§ Records for this task:

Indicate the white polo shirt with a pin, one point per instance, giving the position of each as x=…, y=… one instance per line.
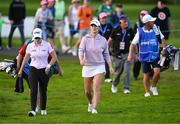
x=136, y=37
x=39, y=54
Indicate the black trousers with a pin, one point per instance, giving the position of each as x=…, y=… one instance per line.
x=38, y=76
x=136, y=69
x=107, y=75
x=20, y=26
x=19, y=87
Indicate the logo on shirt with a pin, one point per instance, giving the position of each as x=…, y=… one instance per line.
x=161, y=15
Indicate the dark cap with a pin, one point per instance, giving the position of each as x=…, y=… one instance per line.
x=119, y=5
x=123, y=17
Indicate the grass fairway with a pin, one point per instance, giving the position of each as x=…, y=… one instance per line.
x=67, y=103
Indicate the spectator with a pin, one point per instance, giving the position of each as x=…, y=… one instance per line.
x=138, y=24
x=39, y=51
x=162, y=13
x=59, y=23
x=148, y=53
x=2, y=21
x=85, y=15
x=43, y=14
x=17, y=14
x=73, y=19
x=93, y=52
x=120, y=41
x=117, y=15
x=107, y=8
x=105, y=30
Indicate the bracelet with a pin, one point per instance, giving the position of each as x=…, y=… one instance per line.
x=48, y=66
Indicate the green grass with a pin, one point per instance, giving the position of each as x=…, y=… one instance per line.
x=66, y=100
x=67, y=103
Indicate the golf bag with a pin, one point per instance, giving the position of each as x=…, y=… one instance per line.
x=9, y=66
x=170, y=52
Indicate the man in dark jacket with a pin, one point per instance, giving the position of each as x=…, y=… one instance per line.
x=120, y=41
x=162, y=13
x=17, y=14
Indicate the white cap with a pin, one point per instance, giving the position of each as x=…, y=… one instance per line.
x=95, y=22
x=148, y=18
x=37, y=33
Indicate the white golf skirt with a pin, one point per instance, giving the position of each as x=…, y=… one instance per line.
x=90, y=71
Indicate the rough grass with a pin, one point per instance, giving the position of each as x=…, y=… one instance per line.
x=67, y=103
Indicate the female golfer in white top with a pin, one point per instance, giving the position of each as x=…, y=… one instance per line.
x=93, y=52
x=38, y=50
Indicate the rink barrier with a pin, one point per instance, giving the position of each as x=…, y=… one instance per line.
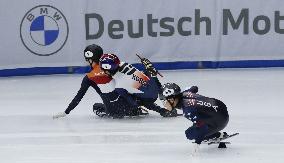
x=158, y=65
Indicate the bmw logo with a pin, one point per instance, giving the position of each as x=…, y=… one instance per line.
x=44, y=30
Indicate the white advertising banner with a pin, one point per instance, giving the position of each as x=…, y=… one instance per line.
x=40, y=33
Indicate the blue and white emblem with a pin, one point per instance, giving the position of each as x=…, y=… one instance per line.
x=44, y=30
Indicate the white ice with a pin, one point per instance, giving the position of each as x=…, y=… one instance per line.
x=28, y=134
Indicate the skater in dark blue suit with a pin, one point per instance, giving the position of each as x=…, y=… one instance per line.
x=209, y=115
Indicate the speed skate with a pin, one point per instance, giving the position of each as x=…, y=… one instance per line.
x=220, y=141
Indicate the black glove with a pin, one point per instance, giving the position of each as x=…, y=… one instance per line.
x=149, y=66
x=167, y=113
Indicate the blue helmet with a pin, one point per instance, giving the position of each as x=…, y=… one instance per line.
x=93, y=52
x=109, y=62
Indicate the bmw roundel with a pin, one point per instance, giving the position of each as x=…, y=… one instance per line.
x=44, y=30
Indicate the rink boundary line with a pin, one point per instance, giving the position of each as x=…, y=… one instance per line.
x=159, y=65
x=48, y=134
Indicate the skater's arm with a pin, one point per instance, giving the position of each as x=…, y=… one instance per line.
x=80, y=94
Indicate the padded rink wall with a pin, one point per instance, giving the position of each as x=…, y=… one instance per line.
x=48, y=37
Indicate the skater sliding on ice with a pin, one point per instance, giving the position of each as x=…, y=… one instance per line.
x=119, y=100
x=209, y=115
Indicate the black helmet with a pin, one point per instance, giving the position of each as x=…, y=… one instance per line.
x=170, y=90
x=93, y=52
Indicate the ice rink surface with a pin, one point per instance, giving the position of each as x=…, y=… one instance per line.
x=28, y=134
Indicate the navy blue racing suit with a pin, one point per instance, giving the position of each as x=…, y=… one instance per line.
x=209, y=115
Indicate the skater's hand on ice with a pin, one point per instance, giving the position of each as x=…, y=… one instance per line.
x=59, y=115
--
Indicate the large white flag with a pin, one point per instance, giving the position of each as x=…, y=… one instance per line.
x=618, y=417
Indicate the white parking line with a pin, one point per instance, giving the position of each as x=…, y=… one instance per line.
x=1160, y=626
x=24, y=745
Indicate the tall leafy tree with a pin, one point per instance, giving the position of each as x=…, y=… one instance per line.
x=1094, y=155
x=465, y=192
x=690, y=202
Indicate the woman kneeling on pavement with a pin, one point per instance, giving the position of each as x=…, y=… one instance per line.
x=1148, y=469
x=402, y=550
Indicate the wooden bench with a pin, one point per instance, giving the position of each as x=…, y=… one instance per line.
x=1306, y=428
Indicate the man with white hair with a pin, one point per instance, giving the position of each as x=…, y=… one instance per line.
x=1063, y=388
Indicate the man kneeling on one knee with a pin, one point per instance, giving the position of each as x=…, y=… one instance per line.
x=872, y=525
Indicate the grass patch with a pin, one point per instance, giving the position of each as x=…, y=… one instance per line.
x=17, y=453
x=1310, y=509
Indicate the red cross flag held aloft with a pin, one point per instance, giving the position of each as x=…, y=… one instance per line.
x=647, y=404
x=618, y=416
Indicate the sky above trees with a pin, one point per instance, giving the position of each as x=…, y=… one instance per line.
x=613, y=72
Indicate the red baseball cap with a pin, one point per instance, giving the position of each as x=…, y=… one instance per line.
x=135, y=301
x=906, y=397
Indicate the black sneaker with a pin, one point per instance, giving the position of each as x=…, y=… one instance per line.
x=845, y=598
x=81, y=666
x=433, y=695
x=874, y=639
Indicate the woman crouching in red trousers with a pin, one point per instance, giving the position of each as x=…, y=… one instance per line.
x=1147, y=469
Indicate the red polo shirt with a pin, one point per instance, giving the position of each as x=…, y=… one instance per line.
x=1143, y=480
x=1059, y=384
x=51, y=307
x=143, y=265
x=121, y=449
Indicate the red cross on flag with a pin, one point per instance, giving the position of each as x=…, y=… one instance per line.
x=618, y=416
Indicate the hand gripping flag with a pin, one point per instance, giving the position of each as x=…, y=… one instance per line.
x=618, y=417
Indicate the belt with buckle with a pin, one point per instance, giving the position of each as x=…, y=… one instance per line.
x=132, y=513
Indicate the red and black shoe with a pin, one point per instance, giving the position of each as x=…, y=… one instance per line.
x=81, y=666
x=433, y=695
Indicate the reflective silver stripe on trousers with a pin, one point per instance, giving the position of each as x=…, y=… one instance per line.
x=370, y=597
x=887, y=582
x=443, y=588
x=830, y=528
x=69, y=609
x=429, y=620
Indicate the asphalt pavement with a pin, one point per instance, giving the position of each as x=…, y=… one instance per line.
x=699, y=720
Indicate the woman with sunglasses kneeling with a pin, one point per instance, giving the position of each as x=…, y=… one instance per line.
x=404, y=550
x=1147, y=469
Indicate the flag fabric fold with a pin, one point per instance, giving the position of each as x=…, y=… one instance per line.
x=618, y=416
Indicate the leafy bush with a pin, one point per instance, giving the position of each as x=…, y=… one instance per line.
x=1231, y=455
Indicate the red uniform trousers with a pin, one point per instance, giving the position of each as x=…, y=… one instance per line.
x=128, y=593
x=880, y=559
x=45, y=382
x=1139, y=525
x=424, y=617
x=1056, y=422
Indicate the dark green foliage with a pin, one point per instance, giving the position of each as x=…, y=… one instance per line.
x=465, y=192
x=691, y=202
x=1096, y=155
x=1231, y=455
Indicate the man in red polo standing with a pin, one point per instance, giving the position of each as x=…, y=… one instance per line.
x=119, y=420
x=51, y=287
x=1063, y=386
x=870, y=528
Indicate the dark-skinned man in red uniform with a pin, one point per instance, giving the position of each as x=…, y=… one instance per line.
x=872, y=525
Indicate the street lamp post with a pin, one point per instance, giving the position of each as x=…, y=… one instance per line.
==
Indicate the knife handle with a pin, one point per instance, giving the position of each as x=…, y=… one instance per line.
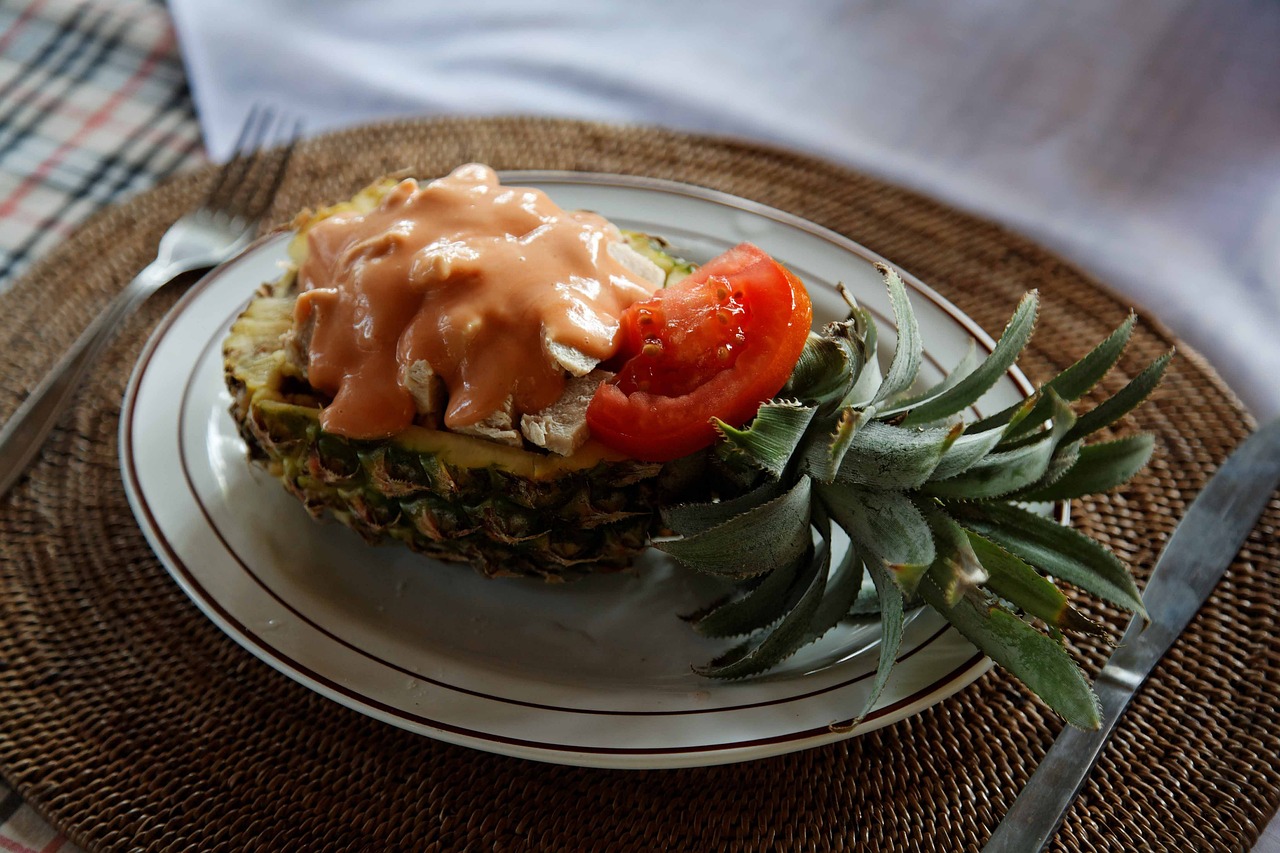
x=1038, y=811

§ Task description: Reproduce only the lines above, starting at the line with "Indicate the asphalt" and ending at the line with "Indicate the street", exactly as written.

§ Result of this exercise:
Indicate the asphalt pavement with a pin, one point per instance, giving the position of each as x=…, y=… one instance per line.
x=699, y=720
Indicate the woman with sunglasses kneeling with a pin, one point per instance, giving the position of each as x=…, y=… one instance per line.
x=404, y=550
x=1147, y=469
Indicate the flag fabric fold with a pin, one point per instance, giving the position of each as x=…, y=… one instance per line.
x=618, y=416
Indicate the leafy bush with a pin, one point per instance, giving the position of each as x=…, y=… one instance per line.
x=1231, y=455
Indicate the red uniform trousers with a pin, one point per instance, giving the position of each as x=…, y=… one instance per line.
x=128, y=593
x=880, y=559
x=45, y=382
x=1139, y=525
x=424, y=617
x=1056, y=422
Indicate the dark green foliage with a pin, one point per instance, giving the position of each as x=…, y=… one instance per line.
x=465, y=192
x=691, y=202
x=1096, y=155
x=1231, y=455
Indicate the man in red polo standing with a pin, one point per instance, giving the position of each as x=…, y=… one instance per line.
x=119, y=420
x=51, y=287
x=1063, y=386
x=870, y=528
Indicate the dark-skinned man in red uniform with a pin, one point per instance, giving the position of each as x=…, y=… one instance per line.
x=872, y=525
Indicate the street lamp post with a pin, one point per instance, giving the position of each as x=…, y=… one instance per line.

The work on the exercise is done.